[Data records]

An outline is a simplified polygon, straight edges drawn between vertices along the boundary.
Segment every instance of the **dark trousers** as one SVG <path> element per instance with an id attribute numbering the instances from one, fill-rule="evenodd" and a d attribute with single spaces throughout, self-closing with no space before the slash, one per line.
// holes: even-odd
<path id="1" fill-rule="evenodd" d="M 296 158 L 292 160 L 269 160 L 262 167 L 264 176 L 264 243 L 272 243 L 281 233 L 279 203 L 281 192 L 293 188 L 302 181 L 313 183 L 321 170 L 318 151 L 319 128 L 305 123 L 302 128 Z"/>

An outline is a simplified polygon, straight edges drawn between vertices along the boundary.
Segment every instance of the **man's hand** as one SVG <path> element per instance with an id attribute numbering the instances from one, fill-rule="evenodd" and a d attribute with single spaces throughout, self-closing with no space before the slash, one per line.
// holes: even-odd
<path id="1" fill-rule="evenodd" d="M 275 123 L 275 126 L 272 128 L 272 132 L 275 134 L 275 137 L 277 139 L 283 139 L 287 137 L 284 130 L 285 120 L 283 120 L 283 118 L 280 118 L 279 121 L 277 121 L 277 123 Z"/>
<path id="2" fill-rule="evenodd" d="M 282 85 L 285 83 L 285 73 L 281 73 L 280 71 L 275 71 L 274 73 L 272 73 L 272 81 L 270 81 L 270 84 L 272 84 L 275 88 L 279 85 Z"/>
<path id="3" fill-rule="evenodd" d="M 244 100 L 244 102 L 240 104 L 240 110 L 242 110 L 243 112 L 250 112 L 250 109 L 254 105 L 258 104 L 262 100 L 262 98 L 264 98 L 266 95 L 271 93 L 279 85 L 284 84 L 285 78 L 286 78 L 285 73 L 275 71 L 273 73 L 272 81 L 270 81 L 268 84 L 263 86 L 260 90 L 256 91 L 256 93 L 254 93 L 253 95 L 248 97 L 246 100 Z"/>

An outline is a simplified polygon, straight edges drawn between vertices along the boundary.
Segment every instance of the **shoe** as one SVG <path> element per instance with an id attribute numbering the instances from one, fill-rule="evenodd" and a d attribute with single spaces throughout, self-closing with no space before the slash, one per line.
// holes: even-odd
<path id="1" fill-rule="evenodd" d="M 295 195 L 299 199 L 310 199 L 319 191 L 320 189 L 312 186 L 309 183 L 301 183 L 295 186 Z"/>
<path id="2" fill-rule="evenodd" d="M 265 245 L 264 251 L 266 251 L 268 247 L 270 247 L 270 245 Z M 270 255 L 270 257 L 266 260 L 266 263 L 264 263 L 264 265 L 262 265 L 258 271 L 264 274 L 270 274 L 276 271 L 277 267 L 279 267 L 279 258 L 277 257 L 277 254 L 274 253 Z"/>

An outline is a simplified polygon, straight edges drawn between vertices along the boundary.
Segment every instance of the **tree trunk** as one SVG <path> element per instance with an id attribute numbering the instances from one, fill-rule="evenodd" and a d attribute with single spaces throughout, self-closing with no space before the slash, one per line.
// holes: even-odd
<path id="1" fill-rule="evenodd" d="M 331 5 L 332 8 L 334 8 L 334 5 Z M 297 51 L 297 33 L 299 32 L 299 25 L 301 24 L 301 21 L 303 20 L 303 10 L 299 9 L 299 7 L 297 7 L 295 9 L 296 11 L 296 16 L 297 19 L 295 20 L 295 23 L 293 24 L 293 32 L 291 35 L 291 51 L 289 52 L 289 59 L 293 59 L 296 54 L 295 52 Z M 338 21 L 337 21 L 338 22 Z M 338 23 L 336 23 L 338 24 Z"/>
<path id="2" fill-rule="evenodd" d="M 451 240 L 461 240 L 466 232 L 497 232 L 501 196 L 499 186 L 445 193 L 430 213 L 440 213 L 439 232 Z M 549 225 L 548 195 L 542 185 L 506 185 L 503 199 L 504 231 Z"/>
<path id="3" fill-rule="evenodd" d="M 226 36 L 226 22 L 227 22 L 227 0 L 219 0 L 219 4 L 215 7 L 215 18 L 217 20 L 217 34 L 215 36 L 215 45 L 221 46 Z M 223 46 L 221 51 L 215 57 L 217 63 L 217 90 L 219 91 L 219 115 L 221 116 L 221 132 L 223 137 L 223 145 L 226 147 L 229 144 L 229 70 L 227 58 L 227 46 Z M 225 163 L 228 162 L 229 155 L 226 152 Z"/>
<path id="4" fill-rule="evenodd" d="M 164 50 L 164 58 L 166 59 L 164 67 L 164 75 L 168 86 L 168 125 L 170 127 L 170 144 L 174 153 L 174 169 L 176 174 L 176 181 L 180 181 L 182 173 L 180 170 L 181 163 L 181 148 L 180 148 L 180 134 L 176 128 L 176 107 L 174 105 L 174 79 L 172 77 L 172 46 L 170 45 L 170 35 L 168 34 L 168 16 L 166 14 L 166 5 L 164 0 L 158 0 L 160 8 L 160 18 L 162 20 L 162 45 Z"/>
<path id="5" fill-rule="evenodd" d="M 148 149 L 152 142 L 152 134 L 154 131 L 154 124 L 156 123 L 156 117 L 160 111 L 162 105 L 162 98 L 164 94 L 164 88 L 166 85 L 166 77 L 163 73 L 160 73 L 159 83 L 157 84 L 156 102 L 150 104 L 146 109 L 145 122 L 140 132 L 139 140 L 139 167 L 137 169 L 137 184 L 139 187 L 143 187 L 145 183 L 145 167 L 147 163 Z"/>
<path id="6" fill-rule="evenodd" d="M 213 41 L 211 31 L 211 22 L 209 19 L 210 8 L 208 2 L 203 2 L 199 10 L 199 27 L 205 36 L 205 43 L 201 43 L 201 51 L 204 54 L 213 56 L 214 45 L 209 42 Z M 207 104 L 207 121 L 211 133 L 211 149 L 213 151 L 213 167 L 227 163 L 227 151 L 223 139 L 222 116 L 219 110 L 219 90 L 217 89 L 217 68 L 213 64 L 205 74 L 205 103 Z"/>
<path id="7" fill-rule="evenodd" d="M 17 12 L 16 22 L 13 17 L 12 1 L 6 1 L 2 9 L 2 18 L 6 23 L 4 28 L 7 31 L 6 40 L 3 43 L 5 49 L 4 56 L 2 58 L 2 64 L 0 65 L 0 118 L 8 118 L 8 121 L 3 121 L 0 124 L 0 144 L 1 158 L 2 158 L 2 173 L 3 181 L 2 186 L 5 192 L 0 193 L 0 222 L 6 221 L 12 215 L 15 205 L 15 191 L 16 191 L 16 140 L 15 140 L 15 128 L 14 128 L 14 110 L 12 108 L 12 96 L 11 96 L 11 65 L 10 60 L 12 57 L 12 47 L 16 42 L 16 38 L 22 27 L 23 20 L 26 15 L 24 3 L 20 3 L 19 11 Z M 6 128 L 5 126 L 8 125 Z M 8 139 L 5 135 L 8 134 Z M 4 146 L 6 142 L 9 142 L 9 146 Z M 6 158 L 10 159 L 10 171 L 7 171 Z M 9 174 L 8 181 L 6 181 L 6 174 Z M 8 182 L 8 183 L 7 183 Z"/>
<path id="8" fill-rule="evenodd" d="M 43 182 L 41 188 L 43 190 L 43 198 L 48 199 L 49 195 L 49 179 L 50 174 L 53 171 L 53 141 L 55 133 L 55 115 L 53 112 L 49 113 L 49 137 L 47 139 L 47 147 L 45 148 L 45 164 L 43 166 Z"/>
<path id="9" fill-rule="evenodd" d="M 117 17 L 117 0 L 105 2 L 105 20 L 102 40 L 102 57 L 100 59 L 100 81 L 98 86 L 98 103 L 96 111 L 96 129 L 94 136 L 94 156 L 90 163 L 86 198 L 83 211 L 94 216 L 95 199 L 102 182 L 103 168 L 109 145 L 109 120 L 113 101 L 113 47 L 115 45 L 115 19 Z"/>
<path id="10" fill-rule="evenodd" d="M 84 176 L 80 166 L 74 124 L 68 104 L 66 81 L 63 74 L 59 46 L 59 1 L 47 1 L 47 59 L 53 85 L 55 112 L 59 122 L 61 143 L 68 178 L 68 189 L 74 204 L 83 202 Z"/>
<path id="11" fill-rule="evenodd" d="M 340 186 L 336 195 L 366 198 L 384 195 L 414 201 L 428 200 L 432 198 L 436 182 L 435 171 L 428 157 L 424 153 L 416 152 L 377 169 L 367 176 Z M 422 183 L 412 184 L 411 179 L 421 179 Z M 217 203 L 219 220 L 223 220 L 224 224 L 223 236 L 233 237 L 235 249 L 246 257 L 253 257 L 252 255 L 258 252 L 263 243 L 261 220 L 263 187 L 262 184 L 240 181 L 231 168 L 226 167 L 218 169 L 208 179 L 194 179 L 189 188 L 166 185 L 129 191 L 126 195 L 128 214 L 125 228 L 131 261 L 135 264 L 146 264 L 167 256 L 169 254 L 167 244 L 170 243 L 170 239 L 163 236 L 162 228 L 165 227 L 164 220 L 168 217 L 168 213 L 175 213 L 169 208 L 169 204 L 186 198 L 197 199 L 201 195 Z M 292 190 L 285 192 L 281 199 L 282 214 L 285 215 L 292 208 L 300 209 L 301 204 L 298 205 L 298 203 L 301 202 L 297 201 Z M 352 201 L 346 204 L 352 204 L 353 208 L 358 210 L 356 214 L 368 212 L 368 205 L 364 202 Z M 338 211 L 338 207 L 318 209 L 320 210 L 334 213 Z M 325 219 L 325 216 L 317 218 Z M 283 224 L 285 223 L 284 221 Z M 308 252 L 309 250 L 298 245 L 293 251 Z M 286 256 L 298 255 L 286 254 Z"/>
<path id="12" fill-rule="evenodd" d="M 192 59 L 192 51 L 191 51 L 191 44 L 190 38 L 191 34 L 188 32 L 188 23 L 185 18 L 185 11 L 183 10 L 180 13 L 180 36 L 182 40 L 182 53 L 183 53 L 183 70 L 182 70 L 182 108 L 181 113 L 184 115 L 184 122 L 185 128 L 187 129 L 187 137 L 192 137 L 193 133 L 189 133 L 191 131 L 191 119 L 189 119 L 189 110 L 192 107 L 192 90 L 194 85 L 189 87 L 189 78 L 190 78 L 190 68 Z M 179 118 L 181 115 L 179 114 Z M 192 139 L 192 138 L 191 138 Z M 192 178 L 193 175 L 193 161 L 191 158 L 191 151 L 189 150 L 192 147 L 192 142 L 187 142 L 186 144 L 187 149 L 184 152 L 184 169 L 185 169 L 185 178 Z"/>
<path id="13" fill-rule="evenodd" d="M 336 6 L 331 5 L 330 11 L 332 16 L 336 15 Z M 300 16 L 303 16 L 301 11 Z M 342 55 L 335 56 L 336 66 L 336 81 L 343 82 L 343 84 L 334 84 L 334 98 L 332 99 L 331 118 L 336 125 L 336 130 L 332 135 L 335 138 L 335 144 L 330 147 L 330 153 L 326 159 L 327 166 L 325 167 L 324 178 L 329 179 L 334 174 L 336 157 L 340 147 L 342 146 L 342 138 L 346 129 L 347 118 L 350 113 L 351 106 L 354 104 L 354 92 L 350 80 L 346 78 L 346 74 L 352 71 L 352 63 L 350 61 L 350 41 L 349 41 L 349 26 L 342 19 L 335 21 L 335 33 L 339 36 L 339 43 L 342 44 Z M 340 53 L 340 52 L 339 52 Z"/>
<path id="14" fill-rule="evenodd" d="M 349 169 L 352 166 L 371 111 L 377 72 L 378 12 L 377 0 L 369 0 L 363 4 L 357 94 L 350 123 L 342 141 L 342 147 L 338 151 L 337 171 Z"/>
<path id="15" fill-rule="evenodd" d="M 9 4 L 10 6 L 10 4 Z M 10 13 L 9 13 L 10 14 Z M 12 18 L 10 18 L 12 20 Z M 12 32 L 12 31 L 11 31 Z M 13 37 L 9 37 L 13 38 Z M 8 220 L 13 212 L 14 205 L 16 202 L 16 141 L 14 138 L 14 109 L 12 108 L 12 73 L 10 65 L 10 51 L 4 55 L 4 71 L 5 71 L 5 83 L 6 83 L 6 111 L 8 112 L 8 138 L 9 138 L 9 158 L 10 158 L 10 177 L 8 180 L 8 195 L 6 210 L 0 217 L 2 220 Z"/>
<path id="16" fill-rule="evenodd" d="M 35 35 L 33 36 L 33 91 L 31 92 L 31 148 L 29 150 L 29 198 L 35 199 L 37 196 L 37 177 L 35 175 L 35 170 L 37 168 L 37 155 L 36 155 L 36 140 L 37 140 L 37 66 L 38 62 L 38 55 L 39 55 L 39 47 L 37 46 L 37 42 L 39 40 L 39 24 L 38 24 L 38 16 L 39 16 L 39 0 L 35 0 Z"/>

▸ **Exercise**
Write out exactly the lines above between the line with "Segment every instance of the **shoe**" and the line with "Segment every instance of the **tree", inclusive, and nothing beyond them.

▸ **Answer space**
Segment every instance of the **shoe** as one SVG <path> element per instance with an id attribute numbering the instances from one, fill-rule="evenodd" and a d attribute with single spaces throughout, self-closing with no space before the slash, one per line.
// holes: even-odd
<path id="1" fill-rule="evenodd" d="M 295 195 L 299 199 L 310 199 L 319 191 L 320 189 L 312 186 L 309 183 L 301 183 L 295 186 Z"/>
<path id="2" fill-rule="evenodd" d="M 265 245 L 264 251 L 266 251 L 268 247 L 270 247 L 270 245 Z M 270 255 L 270 257 L 266 260 L 266 263 L 264 263 L 264 265 L 262 265 L 258 271 L 264 274 L 270 274 L 276 271 L 277 267 L 279 267 L 279 258 L 277 257 L 277 254 L 274 253 Z"/>

An outline is a simplified polygon, straight edges drawn between vertices along the boundary.
Segment every instance of the **tree trunk** as one SVG <path> element per instance with an id attribute numbering the instances from one, fill-rule="evenodd" and a d attribute with single spaces throughout, self-closing with no space before the slash, one per line.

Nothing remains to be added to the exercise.